Extract the data below line by line, keeping every character unchanged.

### Provided material

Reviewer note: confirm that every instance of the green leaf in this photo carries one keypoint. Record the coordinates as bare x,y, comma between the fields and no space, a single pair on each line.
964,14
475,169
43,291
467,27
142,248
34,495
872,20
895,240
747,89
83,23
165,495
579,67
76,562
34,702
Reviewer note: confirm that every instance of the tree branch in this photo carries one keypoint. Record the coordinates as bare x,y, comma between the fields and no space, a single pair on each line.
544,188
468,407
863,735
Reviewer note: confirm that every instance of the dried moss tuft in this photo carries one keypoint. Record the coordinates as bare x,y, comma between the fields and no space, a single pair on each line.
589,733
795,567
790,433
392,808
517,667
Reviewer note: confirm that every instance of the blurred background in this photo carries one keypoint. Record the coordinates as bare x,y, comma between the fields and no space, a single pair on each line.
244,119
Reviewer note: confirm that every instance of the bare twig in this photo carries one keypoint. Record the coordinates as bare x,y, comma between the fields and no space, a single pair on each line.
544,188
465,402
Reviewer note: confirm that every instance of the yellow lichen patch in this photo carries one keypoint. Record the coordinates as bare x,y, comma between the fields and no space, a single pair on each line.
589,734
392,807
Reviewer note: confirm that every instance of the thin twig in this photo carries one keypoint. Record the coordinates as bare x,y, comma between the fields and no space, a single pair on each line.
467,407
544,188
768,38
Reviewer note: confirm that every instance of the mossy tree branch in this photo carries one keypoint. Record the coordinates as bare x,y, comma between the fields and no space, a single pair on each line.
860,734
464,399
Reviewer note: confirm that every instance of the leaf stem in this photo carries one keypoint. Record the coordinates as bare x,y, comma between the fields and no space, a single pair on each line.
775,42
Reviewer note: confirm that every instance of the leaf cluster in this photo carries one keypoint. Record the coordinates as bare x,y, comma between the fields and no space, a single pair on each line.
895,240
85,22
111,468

######

# Answer to this problem:
Reviewer note: confirm that every instance of the green leaf in this photo carries one keypoint. Record the coordinates as bare x,y, comma between the fields and no space, a single pair on each line.
964,14
475,169
43,291
467,27
142,248
34,495
872,20
895,240
747,89
83,23
165,495
579,67
76,562
34,702
Reviewer note: confirm that every instance of the tree branch in this photo carries one keypoint. Record the coordinates as bare x,y, comma between the fields and no space, a single pair on each line.
544,188
468,407
863,735
Reviewer note: confirm that every instance of the dried moss tuft in this photo carries one keypoint. Record the coordinates as bare x,y, comma between the fields and no space, a single pair on each line.
589,733
795,567
790,433
392,808
517,667
Reviewer note: confirm that every instance of the blurred background in this photo carries one keypoint. Record the coordinates as bare x,y, comma between the fields and no space, a single pair on each line.
244,119
Reviewer note: confirm that every instance of the bare twig in this photo carries one keypoint. Record the coordinates as bare x,y, comma between the fields and no space, a single pair on each line.
544,188
465,402
Reviewer note: confirm that every instance of the yellow lichen patch in this photo carries one keypoint. Record the coordinates as bare x,y, comma between the fields and no space, a single pair on each line.
589,734
392,807
Reviewer note: confirm that every instance of the thin twig in this photo carries one keypoint. Record the coordinates as bare x,y, comma between the fields and no space, a single pair on each line.
467,407
544,188
768,38
Reviewer note: confirm that every instance of the mossy tree branch in this photo carries one keypoint. Record the coordinates as bare x,y, comma between the fields and no space, a single pair on each line.
860,734
464,399
Reviewer note: confirm that every instance of the leaf stem in this photo carries one keypoint. Record the coordinates as bare x,y, comma between the fields and no space, a single pair on each line.
775,42
Reviewer note: confirm that every instance of the leaf cluster in this photo carries one keypoint. Record the coordinates as bare x,y, comma between the fields and no space, a single pair on each line.
895,240
85,22
111,468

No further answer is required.